> [TRECHO FORNECIDO]

Somente na Justiça estadual paulista existem mais de 20 milhões de processos em andamento, em uma cultura de litigiosidade descontida e difusa. Frente a tal situação, as atividades Notarial e Registral surgem sob o viés da desjudicialização, bem como da jurisdição voluntária, na linha da prevenção de litígios e da administração pública dos interesses privados.

Nesse sentido, o Programa Minha Casa Minha Vida, em busca da celeridade prometida pelos métodos adequados de resolução de conflitos (sistema multiportas – o melhor método em cada caso), instituiu o usucapião administrativo a fim de desafogar as prateleiras do Judiciário de milhares de ações de usucapião, consequência do histórico nacional de ocupação irregular de terras. Trata-se de modalidade única no ordenamento brasileiro, instituída exclusivamente pela referida lei (PMCMV).

> [ENUNCIADO]
Copie do trecho sobre a desjudicialização tudo desde "Nesse sentido, o" até "referida lei (PMCMV).", substituindo "celeridade" por "rapidez".

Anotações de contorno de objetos
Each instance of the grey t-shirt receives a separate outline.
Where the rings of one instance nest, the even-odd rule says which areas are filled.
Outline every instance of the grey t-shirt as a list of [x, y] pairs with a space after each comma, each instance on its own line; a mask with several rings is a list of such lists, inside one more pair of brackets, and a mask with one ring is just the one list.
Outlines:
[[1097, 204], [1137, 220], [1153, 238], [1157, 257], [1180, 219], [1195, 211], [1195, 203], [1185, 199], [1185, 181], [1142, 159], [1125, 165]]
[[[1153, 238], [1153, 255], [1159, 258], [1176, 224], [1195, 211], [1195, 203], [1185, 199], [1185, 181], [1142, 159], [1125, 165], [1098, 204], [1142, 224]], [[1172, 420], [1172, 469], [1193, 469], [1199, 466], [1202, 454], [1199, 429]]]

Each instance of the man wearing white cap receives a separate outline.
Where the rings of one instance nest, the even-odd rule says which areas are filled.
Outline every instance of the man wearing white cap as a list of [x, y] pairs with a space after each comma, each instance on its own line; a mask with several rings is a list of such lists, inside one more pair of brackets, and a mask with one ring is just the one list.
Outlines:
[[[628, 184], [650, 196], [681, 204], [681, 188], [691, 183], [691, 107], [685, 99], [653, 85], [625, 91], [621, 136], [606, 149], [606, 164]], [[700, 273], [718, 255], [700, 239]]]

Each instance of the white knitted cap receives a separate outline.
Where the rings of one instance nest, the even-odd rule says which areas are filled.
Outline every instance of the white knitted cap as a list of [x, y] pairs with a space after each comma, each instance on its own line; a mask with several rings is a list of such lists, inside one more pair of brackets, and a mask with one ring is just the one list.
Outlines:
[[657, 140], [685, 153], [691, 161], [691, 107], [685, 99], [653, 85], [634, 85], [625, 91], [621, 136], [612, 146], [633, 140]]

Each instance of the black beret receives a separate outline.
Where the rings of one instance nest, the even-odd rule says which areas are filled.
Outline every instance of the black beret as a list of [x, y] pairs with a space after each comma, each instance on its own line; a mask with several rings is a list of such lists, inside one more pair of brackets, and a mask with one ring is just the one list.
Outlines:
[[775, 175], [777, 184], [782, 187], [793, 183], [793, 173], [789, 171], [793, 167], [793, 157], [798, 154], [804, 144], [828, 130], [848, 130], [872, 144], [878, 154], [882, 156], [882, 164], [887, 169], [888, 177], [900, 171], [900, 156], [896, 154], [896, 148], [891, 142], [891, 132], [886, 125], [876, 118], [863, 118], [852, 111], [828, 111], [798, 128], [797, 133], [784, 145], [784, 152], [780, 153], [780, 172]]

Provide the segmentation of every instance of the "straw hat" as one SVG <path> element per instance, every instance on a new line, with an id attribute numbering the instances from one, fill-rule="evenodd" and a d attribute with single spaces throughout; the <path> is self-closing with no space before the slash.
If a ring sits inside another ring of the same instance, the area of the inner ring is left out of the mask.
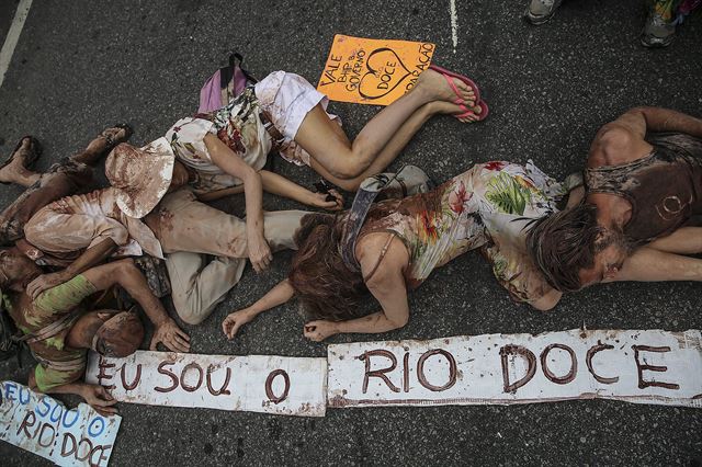
<path id="1" fill-rule="evenodd" d="M 161 137 L 143 148 L 122 143 L 105 160 L 105 175 L 117 189 L 117 206 L 124 214 L 141 218 L 149 214 L 171 184 L 176 156 Z"/>

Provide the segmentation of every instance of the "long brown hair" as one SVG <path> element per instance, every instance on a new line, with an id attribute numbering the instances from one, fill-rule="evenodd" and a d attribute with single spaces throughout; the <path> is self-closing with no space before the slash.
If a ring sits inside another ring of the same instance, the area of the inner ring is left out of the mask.
<path id="1" fill-rule="evenodd" d="M 602 249 L 598 238 L 603 232 L 597 207 L 580 203 L 539 219 L 526 234 L 526 250 L 548 285 L 575 292 L 582 287 L 580 270 L 592 267 Z"/>
<path id="2" fill-rule="evenodd" d="M 339 246 L 346 216 L 308 214 L 295 232 L 299 250 L 287 276 L 309 319 L 341 321 L 364 315 L 369 289 L 360 272 L 341 259 Z"/>

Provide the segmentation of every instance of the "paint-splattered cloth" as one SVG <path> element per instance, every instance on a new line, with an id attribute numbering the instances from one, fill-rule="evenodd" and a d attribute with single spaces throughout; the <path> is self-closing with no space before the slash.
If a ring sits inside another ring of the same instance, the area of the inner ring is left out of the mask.
<path id="1" fill-rule="evenodd" d="M 196 179 L 191 182 L 193 191 L 208 193 L 242 182 L 212 161 L 203 140 L 207 134 L 217 136 L 248 166 L 260 170 L 273 148 L 262 118 L 270 119 L 283 139 L 276 148 L 281 157 L 297 166 L 309 166 L 309 155 L 294 138 L 307 113 L 318 104 L 327 109 L 329 99 L 307 80 L 295 73 L 275 71 L 218 111 L 179 119 L 166 133 L 166 138 L 178 160 L 196 172 Z M 341 125 L 336 115 L 327 115 Z"/>
<path id="2" fill-rule="evenodd" d="M 139 257 L 145 251 L 162 259 L 154 232 L 120 209 L 116 193 L 116 189 L 107 187 L 49 204 L 24 227 L 26 240 L 52 255 L 75 258 L 77 252 L 110 238 L 118 246 L 113 257 Z"/>
<path id="3" fill-rule="evenodd" d="M 556 210 L 567 189 L 531 162 L 478 164 L 429 193 L 378 203 L 359 238 L 395 232 L 410 253 L 405 271 L 409 288 L 435 267 L 479 248 L 512 298 L 533 301 L 551 287 L 526 254 L 525 227 Z"/>
<path id="4" fill-rule="evenodd" d="M 94 293 L 94 285 L 79 274 L 65 284 L 45 291 L 34 301 L 26 294 L 16 296 L 10 300 L 8 310 L 18 329 L 30 334 L 71 314 Z M 70 318 L 66 328 L 57 334 L 29 344 L 39 362 L 34 369 L 34 377 L 41 391 L 81 378 L 86 369 L 87 350 L 66 345 L 70 327 L 79 316 L 76 314 Z"/>

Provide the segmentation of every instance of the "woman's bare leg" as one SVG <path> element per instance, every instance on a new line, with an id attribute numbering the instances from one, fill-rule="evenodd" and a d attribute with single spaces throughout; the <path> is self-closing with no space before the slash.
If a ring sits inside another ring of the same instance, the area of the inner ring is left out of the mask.
<path id="1" fill-rule="evenodd" d="M 603 282 L 702 281 L 702 260 L 642 247 L 612 280 Z"/>
<path id="2" fill-rule="evenodd" d="M 376 173 L 383 172 L 383 170 L 385 170 L 385 168 L 395 160 L 395 158 L 401 152 L 401 150 L 405 149 L 409 140 L 424 125 L 424 123 L 429 121 L 429 118 L 437 114 L 455 114 L 458 112 L 463 113 L 462 109 L 450 102 L 434 101 L 422 105 L 407 121 L 405 121 L 405 123 L 393 135 L 390 140 L 387 143 L 387 145 L 385 145 L 385 147 L 381 150 L 373 162 L 371 162 L 367 169 L 361 172 L 360 175 L 352 179 L 341 179 L 335 176 L 321 164 L 319 164 L 319 162 L 317 162 L 317 160 L 314 158 L 310 159 L 310 166 L 313 170 L 315 170 L 326 180 L 346 191 L 354 192 L 359 189 L 363 180 Z"/>
<path id="3" fill-rule="evenodd" d="M 473 91 L 463 81 L 453 81 L 465 105 L 473 109 Z M 375 115 L 353 143 L 335 128 L 337 124 L 329 118 L 321 105 L 317 105 L 305 116 L 295 141 L 309 152 L 315 166 L 322 168 L 327 174 L 342 180 L 354 179 L 369 169 L 403 124 L 422 105 L 433 101 L 453 103 L 456 99 L 443 76 L 426 70 L 419 76 L 417 86 Z"/>

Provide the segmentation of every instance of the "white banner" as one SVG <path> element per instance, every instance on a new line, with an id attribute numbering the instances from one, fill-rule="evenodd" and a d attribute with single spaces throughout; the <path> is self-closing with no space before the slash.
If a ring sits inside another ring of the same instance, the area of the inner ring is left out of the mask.
<path id="1" fill-rule="evenodd" d="M 124 402 L 324 417 L 327 360 L 138 351 L 90 353 L 86 381 Z"/>
<path id="2" fill-rule="evenodd" d="M 0 440 L 59 466 L 106 466 L 120 415 L 63 403 L 14 381 L 0 383 Z"/>
<path id="3" fill-rule="evenodd" d="M 700 331 L 489 334 L 329 345 L 329 407 L 570 399 L 702 408 Z"/>

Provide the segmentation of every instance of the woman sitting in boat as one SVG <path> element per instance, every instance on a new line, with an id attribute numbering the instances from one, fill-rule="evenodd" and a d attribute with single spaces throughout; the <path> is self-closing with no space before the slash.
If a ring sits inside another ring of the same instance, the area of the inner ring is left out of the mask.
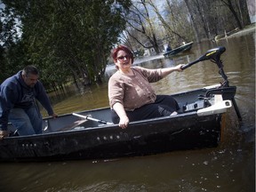
<path id="1" fill-rule="evenodd" d="M 157 82 L 173 71 L 182 71 L 182 64 L 158 69 L 132 67 L 133 55 L 124 45 L 114 49 L 112 58 L 117 68 L 108 81 L 114 124 L 124 129 L 132 121 L 177 115 L 177 101 L 169 95 L 156 95 L 149 83 Z"/>

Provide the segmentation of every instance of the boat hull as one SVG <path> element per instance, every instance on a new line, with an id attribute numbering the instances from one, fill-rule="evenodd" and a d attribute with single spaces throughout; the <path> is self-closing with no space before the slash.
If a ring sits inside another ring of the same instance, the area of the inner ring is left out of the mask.
<path id="1" fill-rule="evenodd" d="M 225 95 L 226 100 L 233 98 L 235 92 L 236 87 L 230 87 L 174 94 L 172 97 L 180 107 L 177 116 L 132 122 L 126 129 L 84 119 L 77 124 L 81 118 L 72 114 L 45 118 L 42 134 L 12 136 L 0 140 L 0 162 L 99 160 L 216 147 L 221 137 L 224 111 L 211 109 L 210 113 L 198 113 L 204 108 L 202 104 L 205 104 L 200 95 Z M 79 114 L 111 121 L 108 108 Z M 10 126 L 12 130 L 13 127 Z"/>
<path id="2" fill-rule="evenodd" d="M 1 141 L 1 161 L 62 161 L 138 156 L 173 150 L 216 147 L 221 115 L 191 114 L 104 129 L 68 131 Z"/>

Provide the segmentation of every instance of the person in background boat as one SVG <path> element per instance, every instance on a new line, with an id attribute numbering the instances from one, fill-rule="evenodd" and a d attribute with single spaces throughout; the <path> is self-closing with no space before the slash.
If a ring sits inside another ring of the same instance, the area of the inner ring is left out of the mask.
<path id="1" fill-rule="evenodd" d="M 170 44 L 167 44 L 165 51 L 166 52 L 171 52 L 172 51 L 172 48 L 171 48 Z"/>
<path id="2" fill-rule="evenodd" d="M 0 85 L 0 139 L 9 134 L 8 120 L 17 129 L 19 135 L 42 133 L 43 119 L 36 99 L 49 116 L 58 116 L 38 77 L 37 68 L 27 66 Z"/>
<path id="3" fill-rule="evenodd" d="M 117 71 L 108 81 L 108 99 L 114 124 L 126 128 L 129 122 L 177 115 L 177 101 L 169 95 L 156 95 L 149 83 L 157 82 L 182 64 L 172 68 L 148 69 L 132 67 L 131 50 L 119 45 L 112 52 Z"/>

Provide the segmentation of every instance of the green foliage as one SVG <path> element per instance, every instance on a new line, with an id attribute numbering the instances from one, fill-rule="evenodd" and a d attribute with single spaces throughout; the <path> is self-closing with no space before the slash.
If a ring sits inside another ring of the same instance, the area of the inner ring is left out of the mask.
<path id="1" fill-rule="evenodd" d="M 6 5 L 5 17 L 13 15 L 20 20 L 22 29 L 19 44 L 12 40 L 14 47 L 4 47 L 8 52 L 4 58 L 10 59 L 12 49 L 24 53 L 22 58 L 12 55 L 15 60 L 12 62 L 5 60 L 6 68 L 14 61 L 19 67 L 31 63 L 40 69 L 41 78 L 48 84 L 61 84 L 71 76 L 84 84 L 100 81 L 110 50 L 124 29 L 121 13 L 131 5 L 129 0 L 3 2 Z M 12 28 L 15 28 L 13 24 L 4 36 Z"/>

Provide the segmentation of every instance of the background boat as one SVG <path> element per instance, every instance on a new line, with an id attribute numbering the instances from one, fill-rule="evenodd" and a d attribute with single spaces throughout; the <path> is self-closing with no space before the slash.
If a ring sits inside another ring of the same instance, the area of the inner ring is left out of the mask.
<path id="1" fill-rule="evenodd" d="M 180 47 L 172 49 L 172 50 L 171 50 L 169 52 L 165 52 L 164 53 L 164 57 L 173 56 L 173 55 L 187 52 L 187 51 L 188 51 L 188 50 L 190 50 L 192 48 L 192 45 L 193 45 L 193 42 L 189 42 L 189 43 L 185 44 L 183 44 L 183 45 L 181 45 Z"/>

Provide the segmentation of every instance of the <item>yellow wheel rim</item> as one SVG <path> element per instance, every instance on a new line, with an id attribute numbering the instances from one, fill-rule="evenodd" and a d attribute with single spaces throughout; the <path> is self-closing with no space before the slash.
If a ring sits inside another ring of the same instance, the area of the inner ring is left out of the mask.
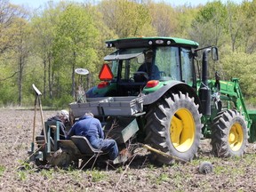
<path id="1" fill-rule="evenodd" d="M 240 149 L 244 140 L 244 132 L 243 127 L 240 124 L 236 123 L 232 125 L 229 135 L 228 135 L 228 142 L 230 148 L 233 151 L 237 151 Z"/>
<path id="2" fill-rule="evenodd" d="M 171 120 L 170 136 L 174 148 L 180 152 L 188 151 L 194 143 L 196 124 L 187 108 L 180 108 Z"/>

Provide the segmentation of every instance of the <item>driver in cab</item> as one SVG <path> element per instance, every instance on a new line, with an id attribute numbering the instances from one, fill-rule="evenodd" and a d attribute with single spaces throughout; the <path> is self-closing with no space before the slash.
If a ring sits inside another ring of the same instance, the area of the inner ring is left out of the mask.
<path id="1" fill-rule="evenodd" d="M 148 51 L 145 53 L 145 62 L 140 66 L 140 68 L 137 70 L 137 74 L 135 74 L 134 76 L 134 80 L 135 82 L 145 82 L 149 80 L 149 74 L 152 68 L 152 75 L 151 75 L 151 78 L 150 79 L 159 79 L 160 76 L 159 76 L 159 69 L 157 68 L 157 66 L 153 65 L 153 52 L 152 51 Z M 143 74 L 140 72 L 144 72 L 147 73 Z"/>

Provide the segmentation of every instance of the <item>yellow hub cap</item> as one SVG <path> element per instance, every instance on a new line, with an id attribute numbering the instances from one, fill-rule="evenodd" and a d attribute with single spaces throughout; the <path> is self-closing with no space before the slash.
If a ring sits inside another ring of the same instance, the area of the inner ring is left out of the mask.
<path id="1" fill-rule="evenodd" d="M 244 140 L 243 127 L 240 124 L 236 123 L 232 125 L 229 135 L 228 142 L 229 147 L 233 151 L 237 151 L 240 149 Z"/>
<path id="2" fill-rule="evenodd" d="M 193 116 L 187 108 L 180 108 L 171 120 L 171 140 L 180 152 L 188 151 L 194 143 L 196 124 Z"/>

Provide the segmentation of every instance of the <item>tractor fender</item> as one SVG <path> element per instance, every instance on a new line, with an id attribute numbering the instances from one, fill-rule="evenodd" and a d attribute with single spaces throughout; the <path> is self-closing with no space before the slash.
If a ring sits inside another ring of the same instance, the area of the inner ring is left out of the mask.
<path id="1" fill-rule="evenodd" d="M 156 102 L 158 99 L 163 97 L 167 92 L 181 92 L 183 94 L 188 93 L 189 97 L 195 98 L 195 103 L 199 105 L 199 111 L 201 112 L 201 102 L 198 95 L 195 90 L 188 84 L 180 82 L 180 81 L 172 81 L 166 85 L 161 87 L 159 90 L 155 92 L 147 94 L 143 96 L 143 105 L 150 105 Z"/>

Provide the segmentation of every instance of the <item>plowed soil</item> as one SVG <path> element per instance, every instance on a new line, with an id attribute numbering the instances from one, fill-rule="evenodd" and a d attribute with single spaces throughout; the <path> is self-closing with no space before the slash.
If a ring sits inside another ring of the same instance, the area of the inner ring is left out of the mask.
<path id="1" fill-rule="evenodd" d="M 46 119 L 56 111 L 44 111 Z M 129 164 L 99 165 L 92 170 L 39 169 L 27 163 L 32 141 L 34 110 L 0 109 L 0 191 L 256 191 L 256 155 L 248 145 L 243 157 L 213 157 L 208 140 L 202 140 L 198 158 L 185 164 L 157 167 L 140 149 Z M 42 129 L 36 113 L 36 135 Z M 213 171 L 198 172 L 211 162 Z"/>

> [RESPOSTA]
Nesse sentido, o Programa Minha Casa Minha Vida, em busca da rapidez prometida pelos métodos adequados de resolução de conflitos (sistema multiportas – o melhor método em cada caso), instituiu o usucapião administrativo a fim de desafogar as prateleiras do Judiciário de milhares de ações de usucapião, consequência do histórico nacional de ocupação irregular de terras. Trata-se de modalidade única no ordenamento brasileiro, instituída exclusivamente pela referida lei (PMCMV).